↓

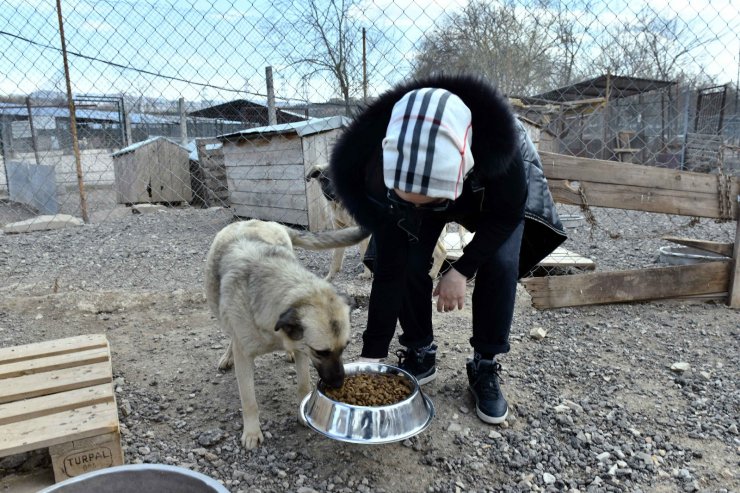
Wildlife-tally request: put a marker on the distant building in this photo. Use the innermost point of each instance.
(249, 113)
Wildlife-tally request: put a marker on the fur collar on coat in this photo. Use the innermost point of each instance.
(356, 166)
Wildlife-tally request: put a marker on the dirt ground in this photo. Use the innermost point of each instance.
(595, 405)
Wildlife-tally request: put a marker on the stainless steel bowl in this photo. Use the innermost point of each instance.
(369, 425)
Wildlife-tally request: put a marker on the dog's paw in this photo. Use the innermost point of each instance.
(252, 438)
(226, 362)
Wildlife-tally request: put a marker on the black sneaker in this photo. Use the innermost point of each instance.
(483, 377)
(419, 362)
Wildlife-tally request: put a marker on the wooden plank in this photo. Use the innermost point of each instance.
(289, 216)
(169, 173)
(51, 382)
(269, 199)
(733, 300)
(275, 172)
(71, 459)
(631, 197)
(276, 152)
(57, 362)
(291, 186)
(562, 257)
(12, 412)
(709, 246)
(316, 151)
(51, 348)
(573, 168)
(629, 286)
(54, 429)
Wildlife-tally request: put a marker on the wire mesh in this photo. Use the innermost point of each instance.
(195, 104)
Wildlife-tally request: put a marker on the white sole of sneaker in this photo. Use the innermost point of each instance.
(490, 419)
(428, 378)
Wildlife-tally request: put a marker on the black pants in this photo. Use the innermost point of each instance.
(402, 290)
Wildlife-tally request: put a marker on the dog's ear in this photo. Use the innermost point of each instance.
(290, 323)
(314, 173)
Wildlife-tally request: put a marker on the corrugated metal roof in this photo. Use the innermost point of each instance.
(620, 87)
(12, 109)
(307, 127)
(137, 145)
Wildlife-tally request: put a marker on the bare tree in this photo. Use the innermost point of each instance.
(325, 37)
(653, 46)
(511, 48)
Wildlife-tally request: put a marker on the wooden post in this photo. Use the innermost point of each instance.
(606, 133)
(364, 66)
(34, 143)
(183, 122)
(72, 118)
(734, 296)
(271, 113)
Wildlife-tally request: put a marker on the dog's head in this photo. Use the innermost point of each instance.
(320, 173)
(318, 325)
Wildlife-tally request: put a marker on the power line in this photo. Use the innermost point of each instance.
(141, 71)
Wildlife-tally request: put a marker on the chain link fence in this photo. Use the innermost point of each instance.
(106, 104)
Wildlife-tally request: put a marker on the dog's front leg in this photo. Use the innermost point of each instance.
(227, 360)
(366, 273)
(244, 369)
(336, 263)
(302, 368)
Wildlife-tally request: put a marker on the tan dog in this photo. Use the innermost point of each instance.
(265, 300)
(340, 218)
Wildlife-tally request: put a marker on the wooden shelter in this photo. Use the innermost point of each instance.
(155, 170)
(266, 170)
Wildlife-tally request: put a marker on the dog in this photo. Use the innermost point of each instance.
(340, 218)
(265, 300)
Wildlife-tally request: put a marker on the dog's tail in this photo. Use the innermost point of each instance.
(327, 239)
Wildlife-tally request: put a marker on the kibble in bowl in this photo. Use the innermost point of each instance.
(378, 403)
(371, 389)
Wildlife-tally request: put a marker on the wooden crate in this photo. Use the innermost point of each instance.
(59, 395)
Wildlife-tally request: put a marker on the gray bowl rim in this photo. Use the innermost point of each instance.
(427, 402)
(206, 480)
(417, 389)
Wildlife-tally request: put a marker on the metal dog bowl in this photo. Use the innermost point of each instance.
(141, 478)
(686, 255)
(364, 424)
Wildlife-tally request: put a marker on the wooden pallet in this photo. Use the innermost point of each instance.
(59, 395)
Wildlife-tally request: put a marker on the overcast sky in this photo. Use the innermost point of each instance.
(218, 48)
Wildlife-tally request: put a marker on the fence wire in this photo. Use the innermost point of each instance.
(234, 104)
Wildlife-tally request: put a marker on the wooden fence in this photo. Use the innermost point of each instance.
(596, 183)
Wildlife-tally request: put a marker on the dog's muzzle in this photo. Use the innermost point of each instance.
(331, 373)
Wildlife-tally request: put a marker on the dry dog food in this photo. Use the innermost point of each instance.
(371, 389)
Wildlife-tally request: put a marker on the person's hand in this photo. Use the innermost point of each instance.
(451, 291)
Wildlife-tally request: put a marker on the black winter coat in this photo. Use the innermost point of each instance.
(495, 195)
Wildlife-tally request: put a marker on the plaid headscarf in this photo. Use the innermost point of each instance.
(426, 149)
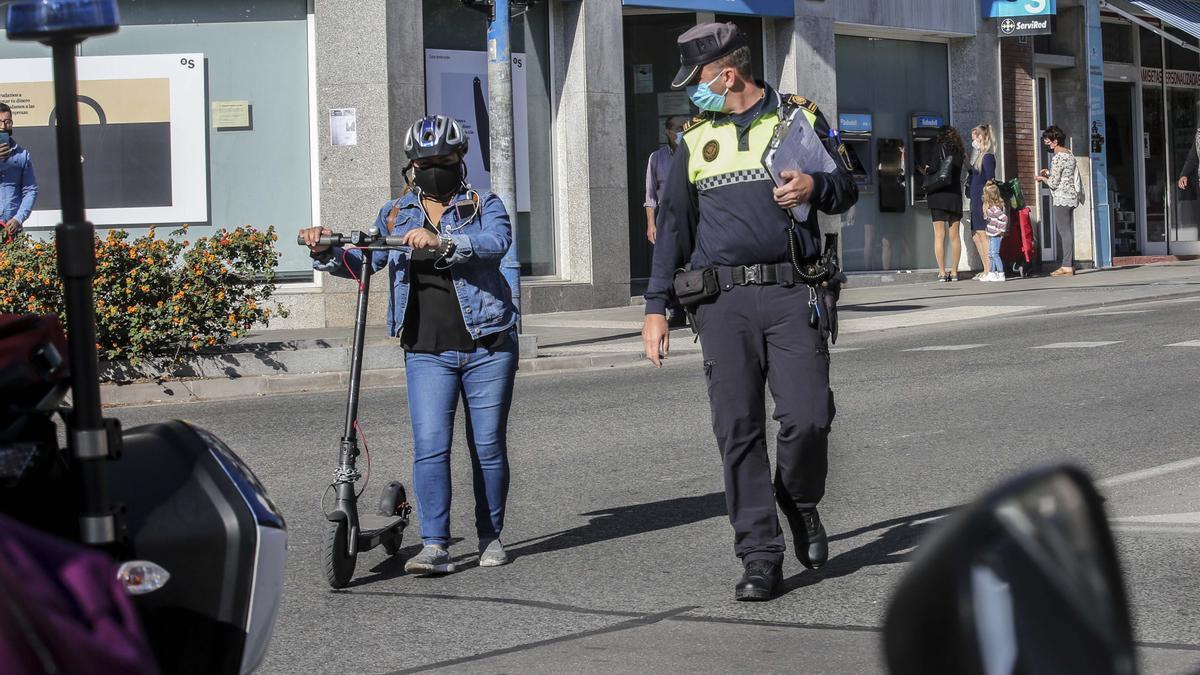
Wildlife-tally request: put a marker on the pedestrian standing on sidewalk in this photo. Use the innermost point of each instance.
(657, 169)
(946, 203)
(1063, 180)
(723, 216)
(454, 315)
(982, 171)
(18, 185)
(996, 214)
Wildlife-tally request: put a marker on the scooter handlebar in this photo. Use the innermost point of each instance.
(357, 239)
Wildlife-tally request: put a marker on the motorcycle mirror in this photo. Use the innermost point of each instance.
(1023, 580)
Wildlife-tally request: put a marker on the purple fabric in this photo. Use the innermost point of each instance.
(657, 171)
(61, 604)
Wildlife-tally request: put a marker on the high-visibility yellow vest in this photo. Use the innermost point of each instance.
(714, 157)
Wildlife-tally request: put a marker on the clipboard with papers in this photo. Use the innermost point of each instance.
(796, 147)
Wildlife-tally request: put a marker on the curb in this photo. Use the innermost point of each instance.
(220, 389)
(229, 388)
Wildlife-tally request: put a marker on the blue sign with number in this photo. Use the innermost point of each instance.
(754, 7)
(853, 123)
(1005, 9)
(928, 121)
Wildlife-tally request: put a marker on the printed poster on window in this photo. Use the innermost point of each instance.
(143, 131)
(456, 85)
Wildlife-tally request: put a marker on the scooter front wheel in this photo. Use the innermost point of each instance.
(339, 561)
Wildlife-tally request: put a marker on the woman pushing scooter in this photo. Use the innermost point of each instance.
(454, 314)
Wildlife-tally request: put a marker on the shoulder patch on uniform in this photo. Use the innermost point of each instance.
(796, 100)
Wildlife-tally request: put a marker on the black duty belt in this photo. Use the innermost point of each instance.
(756, 275)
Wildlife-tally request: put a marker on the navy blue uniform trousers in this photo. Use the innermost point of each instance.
(754, 336)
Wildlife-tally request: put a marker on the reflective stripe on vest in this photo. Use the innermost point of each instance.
(714, 159)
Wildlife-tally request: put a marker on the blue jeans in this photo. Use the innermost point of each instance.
(436, 382)
(994, 254)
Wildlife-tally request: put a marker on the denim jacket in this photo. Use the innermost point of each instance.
(18, 185)
(484, 294)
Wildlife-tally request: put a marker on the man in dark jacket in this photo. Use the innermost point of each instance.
(721, 210)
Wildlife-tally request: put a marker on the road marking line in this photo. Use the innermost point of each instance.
(1078, 345)
(946, 315)
(1162, 519)
(945, 348)
(1156, 529)
(1152, 472)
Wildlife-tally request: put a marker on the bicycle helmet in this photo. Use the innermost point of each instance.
(433, 136)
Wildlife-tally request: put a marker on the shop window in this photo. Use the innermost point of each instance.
(1180, 59)
(451, 27)
(1151, 49)
(891, 79)
(1117, 42)
(246, 52)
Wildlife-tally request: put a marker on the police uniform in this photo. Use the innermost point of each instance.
(719, 211)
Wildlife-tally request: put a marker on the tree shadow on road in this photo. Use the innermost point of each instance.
(605, 525)
(625, 521)
(894, 544)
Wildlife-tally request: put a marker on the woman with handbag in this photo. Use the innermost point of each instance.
(1065, 185)
(982, 171)
(943, 191)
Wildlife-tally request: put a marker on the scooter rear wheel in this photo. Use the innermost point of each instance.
(391, 542)
(339, 562)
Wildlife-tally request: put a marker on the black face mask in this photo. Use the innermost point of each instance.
(439, 180)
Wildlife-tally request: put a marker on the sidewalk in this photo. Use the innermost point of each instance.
(277, 362)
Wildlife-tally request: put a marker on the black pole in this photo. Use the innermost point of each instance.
(77, 264)
(360, 334)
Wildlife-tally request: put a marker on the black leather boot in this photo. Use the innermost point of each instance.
(760, 581)
(809, 537)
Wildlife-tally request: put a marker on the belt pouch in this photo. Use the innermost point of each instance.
(693, 286)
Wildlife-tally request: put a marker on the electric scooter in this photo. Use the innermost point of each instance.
(349, 531)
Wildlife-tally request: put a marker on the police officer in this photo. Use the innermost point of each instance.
(721, 210)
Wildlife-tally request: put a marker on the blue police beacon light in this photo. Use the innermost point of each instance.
(61, 19)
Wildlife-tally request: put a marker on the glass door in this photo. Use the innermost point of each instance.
(1123, 159)
(1047, 238)
(1185, 223)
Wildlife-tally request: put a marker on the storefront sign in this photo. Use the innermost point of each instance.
(756, 7)
(928, 121)
(1006, 9)
(231, 114)
(144, 136)
(1185, 79)
(1020, 28)
(850, 123)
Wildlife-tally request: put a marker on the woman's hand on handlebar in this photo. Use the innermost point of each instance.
(421, 238)
(313, 234)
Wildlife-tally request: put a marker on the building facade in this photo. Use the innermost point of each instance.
(331, 85)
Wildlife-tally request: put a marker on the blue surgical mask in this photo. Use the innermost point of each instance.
(706, 99)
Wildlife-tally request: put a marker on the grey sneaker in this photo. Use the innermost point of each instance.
(432, 560)
(492, 554)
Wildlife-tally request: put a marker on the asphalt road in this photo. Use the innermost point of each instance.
(623, 556)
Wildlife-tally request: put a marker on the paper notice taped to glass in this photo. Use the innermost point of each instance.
(797, 147)
(343, 126)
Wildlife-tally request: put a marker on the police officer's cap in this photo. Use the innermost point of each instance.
(705, 45)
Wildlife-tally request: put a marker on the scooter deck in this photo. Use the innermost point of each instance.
(372, 527)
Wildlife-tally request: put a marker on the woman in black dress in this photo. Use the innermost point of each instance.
(946, 203)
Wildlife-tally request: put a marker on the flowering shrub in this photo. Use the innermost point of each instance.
(154, 297)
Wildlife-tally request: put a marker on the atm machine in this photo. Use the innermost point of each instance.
(855, 130)
(923, 143)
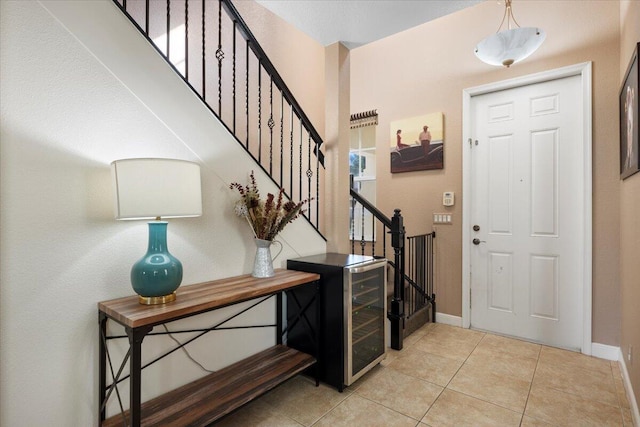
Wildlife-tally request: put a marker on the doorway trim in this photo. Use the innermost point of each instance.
(584, 71)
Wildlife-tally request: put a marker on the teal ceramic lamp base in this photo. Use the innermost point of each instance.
(157, 275)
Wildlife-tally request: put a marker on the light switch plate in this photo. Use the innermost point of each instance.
(442, 218)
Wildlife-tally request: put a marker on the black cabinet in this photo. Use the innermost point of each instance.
(352, 318)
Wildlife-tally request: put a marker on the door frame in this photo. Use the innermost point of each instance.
(584, 71)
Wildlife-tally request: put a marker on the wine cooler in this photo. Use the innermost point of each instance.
(352, 320)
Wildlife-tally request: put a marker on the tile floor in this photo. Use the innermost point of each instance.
(448, 376)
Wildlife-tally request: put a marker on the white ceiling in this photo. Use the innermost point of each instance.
(358, 22)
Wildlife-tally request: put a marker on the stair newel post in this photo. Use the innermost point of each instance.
(396, 315)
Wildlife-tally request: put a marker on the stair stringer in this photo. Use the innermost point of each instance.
(109, 36)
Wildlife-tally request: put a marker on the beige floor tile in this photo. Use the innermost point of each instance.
(443, 330)
(495, 344)
(503, 363)
(390, 356)
(456, 409)
(411, 340)
(627, 417)
(429, 367)
(496, 388)
(623, 399)
(257, 414)
(301, 400)
(449, 342)
(565, 358)
(408, 395)
(565, 409)
(533, 422)
(357, 411)
(588, 384)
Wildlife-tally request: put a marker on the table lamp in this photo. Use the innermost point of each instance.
(156, 189)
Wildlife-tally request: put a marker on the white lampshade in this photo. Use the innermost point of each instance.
(151, 188)
(510, 46)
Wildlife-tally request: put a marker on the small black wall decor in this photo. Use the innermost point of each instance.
(629, 119)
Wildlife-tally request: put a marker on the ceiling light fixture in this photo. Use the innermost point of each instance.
(511, 45)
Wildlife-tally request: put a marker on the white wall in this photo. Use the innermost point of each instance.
(80, 89)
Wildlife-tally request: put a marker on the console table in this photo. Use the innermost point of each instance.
(215, 395)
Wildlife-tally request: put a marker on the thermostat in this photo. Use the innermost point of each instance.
(448, 198)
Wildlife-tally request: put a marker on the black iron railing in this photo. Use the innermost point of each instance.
(413, 275)
(210, 46)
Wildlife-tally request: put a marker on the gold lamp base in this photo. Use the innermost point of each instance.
(157, 300)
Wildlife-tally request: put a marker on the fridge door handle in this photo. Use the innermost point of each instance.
(368, 266)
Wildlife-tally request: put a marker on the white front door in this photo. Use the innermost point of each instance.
(527, 212)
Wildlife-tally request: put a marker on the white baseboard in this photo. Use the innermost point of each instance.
(448, 319)
(604, 351)
(627, 385)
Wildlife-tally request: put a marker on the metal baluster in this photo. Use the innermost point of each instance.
(317, 188)
(291, 154)
(247, 91)
(146, 18)
(373, 236)
(300, 164)
(309, 175)
(219, 57)
(186, 39)
(352, 225)
(168, 28)
(281, 183)
(204, 69)
(235, 23)
(271, 123)
(384, 241)
(362, 241)
(259, 111)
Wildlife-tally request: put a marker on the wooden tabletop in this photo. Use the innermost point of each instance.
(201, 297)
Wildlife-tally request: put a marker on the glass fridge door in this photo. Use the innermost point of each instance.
(366, 318)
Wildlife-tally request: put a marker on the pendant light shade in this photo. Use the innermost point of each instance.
(512, 45)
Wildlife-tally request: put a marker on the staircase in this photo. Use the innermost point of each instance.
(410, 288)
(209, 45)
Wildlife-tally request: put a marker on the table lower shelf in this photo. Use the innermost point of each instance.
(207, 399)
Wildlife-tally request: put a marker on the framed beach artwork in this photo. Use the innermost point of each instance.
(629, 118)
(417, 143)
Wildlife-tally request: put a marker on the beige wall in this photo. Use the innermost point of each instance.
(629, 218)
(425, 69)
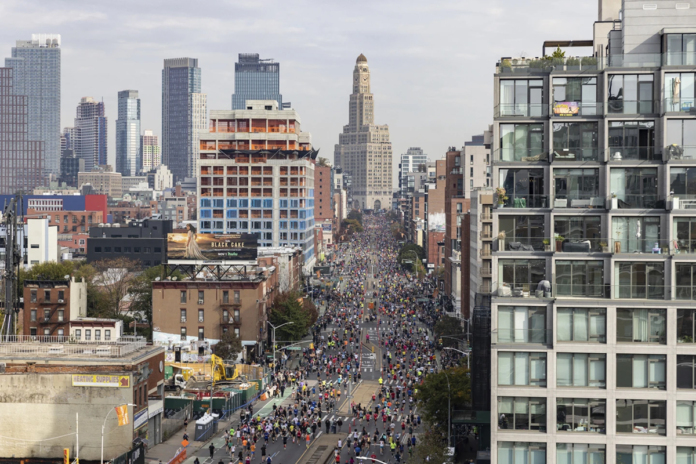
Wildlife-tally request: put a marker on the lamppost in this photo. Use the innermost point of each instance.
(274, 329)
(104, 426)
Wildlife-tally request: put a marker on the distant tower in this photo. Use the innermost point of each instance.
(184, 114)
(255, 79)
(36, 65)
(129, 160)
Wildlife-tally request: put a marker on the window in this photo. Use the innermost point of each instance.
(641, 325)
(521, 97)
(575, 141)
(632, 140)
(580, 278)
(580, 453)
(575, 96)
(580, 415)
(640, 454)
(522, 142)
(635, 234)
(522, 230)
(518, 368)
(580, 370)
(630, 94)
(521, 453)
(581, 325)
(521, 324)
(641, 416)
(522, 414)
(640, 371)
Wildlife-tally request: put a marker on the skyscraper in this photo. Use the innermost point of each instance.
(184, 114)
(90, 133)
(255, 79)
(21, 159)
(149, 147)
(36, 65)
(129, 160)
(364, 149)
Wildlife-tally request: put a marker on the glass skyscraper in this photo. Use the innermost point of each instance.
(255, 79)
(36, 65)
(129, 158)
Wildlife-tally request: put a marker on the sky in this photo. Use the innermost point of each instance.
(432, 62)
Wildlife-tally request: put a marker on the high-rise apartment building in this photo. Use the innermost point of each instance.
(364, 150)
(90, 133)
(36, 65)
(411, 161)
(184, 115)
(593, 356)
(129, 160)
(255, 79)
(21, 158)
(149, 147)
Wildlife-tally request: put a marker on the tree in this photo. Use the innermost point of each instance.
(228, 347)
(434, 394)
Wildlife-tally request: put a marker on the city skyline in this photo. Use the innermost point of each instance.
(100, 59)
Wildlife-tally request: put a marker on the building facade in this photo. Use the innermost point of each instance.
(593, 308)
(90, 142)
(129, 157)
(36, 64)
(255, 79)
(364, 149)
(21, 158)
(184, 114)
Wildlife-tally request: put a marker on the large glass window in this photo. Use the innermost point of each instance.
(630, 94)
(641, 416)
(640, 371)
(576, 188)
(640, 454)
(575, 141)
(575, 96)
(518, 368)
(524, 188)
(580, 370)
(521, 453)
(522, 142)
(521, 97)
(580, 278)
(522, 232)
(521, 324)
(686, 281)
(522, 414)
(639, 280)
(641, 325)
(635, 187)
(637, 234)
(632, 140)
(580, 415)
(581, 325)
(679, 92)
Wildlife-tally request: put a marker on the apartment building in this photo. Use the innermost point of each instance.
(593, 307)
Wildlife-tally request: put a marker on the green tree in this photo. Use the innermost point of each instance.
(434, 394)
(228, 347)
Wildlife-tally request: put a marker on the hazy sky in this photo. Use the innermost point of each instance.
(432, 62)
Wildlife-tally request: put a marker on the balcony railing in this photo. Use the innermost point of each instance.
(515, 336)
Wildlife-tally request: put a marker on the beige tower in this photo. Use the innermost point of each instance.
(364, 149)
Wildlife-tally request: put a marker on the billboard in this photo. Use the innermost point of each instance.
(212, 247)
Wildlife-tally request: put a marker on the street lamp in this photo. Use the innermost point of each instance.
(465, 353)
(274, 329)
(104, 426)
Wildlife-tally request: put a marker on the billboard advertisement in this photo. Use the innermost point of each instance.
(191, 246)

↑

= EXERCISE =
Retype only the lines running from the line with "Wildlife-tally request: put a marker on the high-rise" to the end of the listing, including both of those lines.

= EXERCISE RESULT =
Wildlife-tally request: put a marker on the high-rise apartment building in this photo. Use the innermost point of each instance.
(364, 150)
(90, 133)
(36, 65)
(411, 161)
(184, 115)
(593, 356)
(129, 160)
(255, 79)
(21, 158)
(149, 147)
Wildlife-tally request: put a marker on the tree in this photo. Use the innermost point of each instance.
(228, 347)
(434, 394)
Wildlife-tally request: put a marker on the city skyline in this photo. Use the innermost point of each instance.
(100, 59)
Wildlife-tally request: put a marker on the building facade in this photo. Use the innermost point of each instance.
(593, 308)
(90, 142)
(129, 157)
(36, 64)
(255, 79)
(364, 149)
(21, 158)
(184, 114)
Wildlife-tally request: put a marker on the large glass window in this photo. Use the innermost point of each instance.
(630, 94)
(641, 416)
(640, 371)
(576, 188)
(640, 454)
(575, 141)
(575, 96)
(518, 368)
(524, 188)
(580, 370)
(521, 453)
(522, 142)
(521, 97)
(580, 278)
(522, 232)
(521, 324)
(686, 281)
(522, 414)
(639, 280)
(641, 325)
(635, 187)
(637, 234)
(632, 140)
(580, 415)
(581, 325)
(679, 92)
Wildlife-tally request: put a marker on the apartment building in this photo. Use the innermost point of each instance.
(593, 307)
Wildlife-tally request: put a marker on the green tree in this photo. Use the innermost point of each instance.
(434, 394)
(228, 347)
Wildlife-tally request: put a marker on the hazy sky in this photo. Use the innermost point of each instance.
(432, 62)
Wildlife-tally request: put a marker on the balcony railing in this photo. Use the innermost point of each instance.
(515, 336)
Wildlife-tally request: put a marker on the beige tower in this photo. Use the innermost point of each instance.
(364, 149)
Wildlife-tally request: put a marker on the billboard in this photo. Use the innermost point of each instance.
(212, 247)
Wildlife-tally request: put a marker on the street lamp in this photo. Use the innermost point of each instance.
(465, 353)
(274, 329)
(104, 426)
Wildlife-tally request: put a marker on the billboard advertisement in this photo. Use the innermost point of each instance.
(191, 246)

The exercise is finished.